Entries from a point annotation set
+ + +

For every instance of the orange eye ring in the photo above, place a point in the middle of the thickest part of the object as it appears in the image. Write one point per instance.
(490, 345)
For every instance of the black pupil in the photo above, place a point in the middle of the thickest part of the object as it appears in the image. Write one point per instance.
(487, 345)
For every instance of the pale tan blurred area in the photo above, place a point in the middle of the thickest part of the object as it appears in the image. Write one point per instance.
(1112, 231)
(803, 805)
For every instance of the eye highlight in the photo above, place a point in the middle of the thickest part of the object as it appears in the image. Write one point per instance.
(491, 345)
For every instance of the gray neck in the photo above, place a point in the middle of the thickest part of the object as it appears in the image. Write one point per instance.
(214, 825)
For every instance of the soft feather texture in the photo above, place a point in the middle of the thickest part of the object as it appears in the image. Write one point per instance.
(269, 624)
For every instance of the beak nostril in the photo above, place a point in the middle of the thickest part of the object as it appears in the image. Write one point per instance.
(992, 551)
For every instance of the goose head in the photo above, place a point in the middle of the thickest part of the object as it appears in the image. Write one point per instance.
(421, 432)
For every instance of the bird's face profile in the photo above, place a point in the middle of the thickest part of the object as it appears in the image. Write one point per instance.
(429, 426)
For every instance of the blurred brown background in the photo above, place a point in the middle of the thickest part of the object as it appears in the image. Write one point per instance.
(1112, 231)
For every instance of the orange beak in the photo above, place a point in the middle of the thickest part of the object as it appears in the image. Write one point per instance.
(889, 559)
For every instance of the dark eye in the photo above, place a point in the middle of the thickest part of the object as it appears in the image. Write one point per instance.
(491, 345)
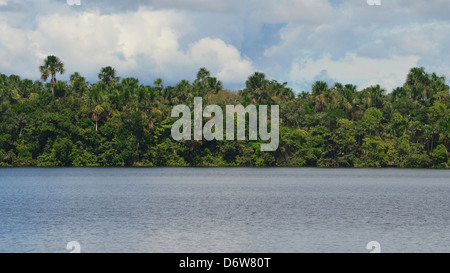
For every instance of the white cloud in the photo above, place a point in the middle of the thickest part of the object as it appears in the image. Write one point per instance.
(143, 44)
(353, 69)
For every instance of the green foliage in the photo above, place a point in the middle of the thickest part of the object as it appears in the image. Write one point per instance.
(121, 122)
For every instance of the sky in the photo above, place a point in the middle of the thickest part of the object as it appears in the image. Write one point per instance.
(293, 41)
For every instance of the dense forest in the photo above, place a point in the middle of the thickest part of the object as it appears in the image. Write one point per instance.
(120, 122)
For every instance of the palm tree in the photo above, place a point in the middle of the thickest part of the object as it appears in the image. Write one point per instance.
(202, 74)
(52, 65)
(108, 75)
(159, 83)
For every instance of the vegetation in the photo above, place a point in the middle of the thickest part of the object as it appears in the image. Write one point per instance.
(120, 122)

+ + +

_What you have to do_. Copy out the items word for word, from the line with "For every instance of the dark" through the end of the items, leaving out the pictures.

_Solved exercise_.
For every instance of the dark eye in the photo above, place a point in the middle of the thickest part of the object as it appears in the image. Write one point per instance.
(491, 345)
For every instance of the white cloud in the photo above, place a point in the middle of the thickest part of the object as it appears in the image. Write one point per instance.
(143, 44)
(353, 69)
For every instance of the green foliage in the photo above, place a point in the middle of the thickest part of the object as it appears in the image. Write one point per instance.
(121, 122)
For every instance of the sky in the photo above, place a point in the middle of the thickest part of the object as it appears in the image. Write one point per instance.
(293, 41)
For every instance of the dense forest in the photo above, place a point in the middle of the thickest part of the object as it appears in the image. Write one point per instance.
(120, 122)
For every instance of the palm tree in the photo above, place a point in the middle of the thickest part of the object as it appears in the image. Write one point per instance.
(202, 74)
(52, 65)
(108, 75)
(159, 83)
For every instance of the vegetation in the photo above, place a point in the middle of the thickest part of the object as it appears in the image. Write one point per instance.
(120, 122)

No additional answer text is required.